▶ [Texto fuente]
* * * * * * * * *
Pero el caso es que duró dos años y
cuando, años después, dirigí mi propio programa diario, ya en SER-Aragón,
convertí ese amor por la poesía en la lectura de varios versos diarios, con su
título y su autoría, después de la una de la tarde. Entre el boletín
informativo y una larga entrevista, y justo antes de unos compases de eso que
llaman música clásica, otro atrevimiento. Un atrevimiento que mi comprensivo jefe
nunca entendió ni compartió pero siempre respetó como una de mis locuras de “agitador
de éxito” según sus palabras.
Esos tres minutos diarios dedicados a
leer poemas en voz de dos maravillosas compañeras, hoy también en otras tareas lejos
de la radio, generó pronto una especie de admiración entre quienes recibían la
poesía con aclamaciones, y una sorpresa nunca superada entre quienes
consideraban una estupidez o una horterada o una decisión fuera de sitio,
semejante cosa. Pero incluso entre quienes no admiraban el poder de los versos
bien dichos, se corrió, creo, una especie de respeto por los poetas y la poesía
teñidos de incomprensión ante ese uso de las palabras.
Nunca ya he vivido sin versos. Los de
otros. Y leo y escucho y declamo (sin rimbombancias ni gestos de moribundo) en un
escenario o en un bar siempre que puedo.
Supongo que ahí reside el valor de los
versos: en su poder de epatar, sorprender, impactar o desequilibrar a quien los
oye. A veces incluso de apaciguar, pero este no es el fundamento de la poesía
como no lo es de la música; si no agita tus emociones, es que algo falla. Sí puede
ser, en mi opinión, clarividente. O política. O militante. O procaz.
O guarra. O soez. O clara y liberadora. O lacónica. O avezada. O inquietante. O reveladora.
O confusa. O romántica. No soporto que sea meliflua, relamida, traicionera, trompetera
(que suene como una aclamación patriótica) fácil, redicha, efectista o pura
pirotecnia demodé. También
puede ser crónica de la vida real o de los sueños. Puede ser expresión de
pensamientos avanzados o reflejo de lucidez o locura.
* * * * * * * * *
▶ [Datos]
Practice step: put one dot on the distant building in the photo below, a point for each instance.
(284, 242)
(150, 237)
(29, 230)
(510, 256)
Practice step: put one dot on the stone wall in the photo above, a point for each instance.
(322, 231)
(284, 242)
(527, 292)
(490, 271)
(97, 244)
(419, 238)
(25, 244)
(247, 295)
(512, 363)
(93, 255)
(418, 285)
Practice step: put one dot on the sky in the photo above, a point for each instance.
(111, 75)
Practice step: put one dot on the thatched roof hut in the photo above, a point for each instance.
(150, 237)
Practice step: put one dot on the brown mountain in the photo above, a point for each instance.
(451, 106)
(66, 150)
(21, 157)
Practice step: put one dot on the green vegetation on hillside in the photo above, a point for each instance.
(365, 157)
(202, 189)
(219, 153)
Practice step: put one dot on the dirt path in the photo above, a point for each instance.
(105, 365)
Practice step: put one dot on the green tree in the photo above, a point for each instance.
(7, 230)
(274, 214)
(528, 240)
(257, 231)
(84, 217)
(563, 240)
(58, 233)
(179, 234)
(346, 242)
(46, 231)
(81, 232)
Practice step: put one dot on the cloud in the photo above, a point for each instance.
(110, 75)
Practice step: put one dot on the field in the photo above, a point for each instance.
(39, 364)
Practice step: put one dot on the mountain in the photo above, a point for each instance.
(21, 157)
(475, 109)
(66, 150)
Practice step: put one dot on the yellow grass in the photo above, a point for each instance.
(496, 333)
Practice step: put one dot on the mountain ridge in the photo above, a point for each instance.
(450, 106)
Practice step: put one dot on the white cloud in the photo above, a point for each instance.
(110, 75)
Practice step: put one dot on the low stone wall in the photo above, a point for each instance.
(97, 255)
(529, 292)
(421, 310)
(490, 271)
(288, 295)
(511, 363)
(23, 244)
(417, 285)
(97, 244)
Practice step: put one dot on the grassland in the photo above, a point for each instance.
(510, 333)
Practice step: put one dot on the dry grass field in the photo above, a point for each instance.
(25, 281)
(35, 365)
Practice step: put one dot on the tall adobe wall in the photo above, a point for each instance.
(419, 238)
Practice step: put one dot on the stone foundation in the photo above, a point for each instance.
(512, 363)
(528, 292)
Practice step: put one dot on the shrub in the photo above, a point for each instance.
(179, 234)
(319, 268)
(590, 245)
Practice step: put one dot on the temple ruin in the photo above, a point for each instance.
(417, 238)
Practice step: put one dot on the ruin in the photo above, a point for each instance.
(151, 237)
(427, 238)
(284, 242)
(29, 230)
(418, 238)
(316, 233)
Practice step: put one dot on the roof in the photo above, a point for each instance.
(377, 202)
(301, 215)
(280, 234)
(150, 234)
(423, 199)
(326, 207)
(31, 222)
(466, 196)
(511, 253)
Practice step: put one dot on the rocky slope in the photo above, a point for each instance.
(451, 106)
* * * * * * * * *
▶ [Tareas]
#1 Responde a estas preguntas sobre el texto acerca de la poesía en la radio:
(a) ¿En qué emisora se emitía el programa diario que dirigió quien narra?
(b) ¿Cuántos minutos diarios se dedicaban a leer poemas?
(c) ¿En qué lugares lee, escucha y declama versos quien narra?
#2 Escribe cómo sigue el texto sobre la poesía en la radio a partir de su última oración.

▶ [Respuestas]
#1
(a) En SER-Aragón.
(b) Tres minutos.
(c) En un escenario o en un bar, siempre que puede.

#2
De un modo arrebatado, no sé si arrebato
de locura o de lucidez, Emily Dickinson
escribe: Mucha locura es divina cordura
para una mirada sagaz. Mucha cordura, la más rematada locura. En esto, como en
todo, prevalece la mayoría. Asiente y te consideraran cuerdo. Disiente, y de
inmediato serás peligroso y atado con cadenas. Pensamientos similares han
escrito muchos otros poetas y filósofos (y poetisas y filósofas aunque con evidente
punto de vista distinto derivado de su marginal papel social y el hecho de ser
víctimas del patriarcado) pero seguramente no con la contundencia y la hermosura
que estos versos ofrecen.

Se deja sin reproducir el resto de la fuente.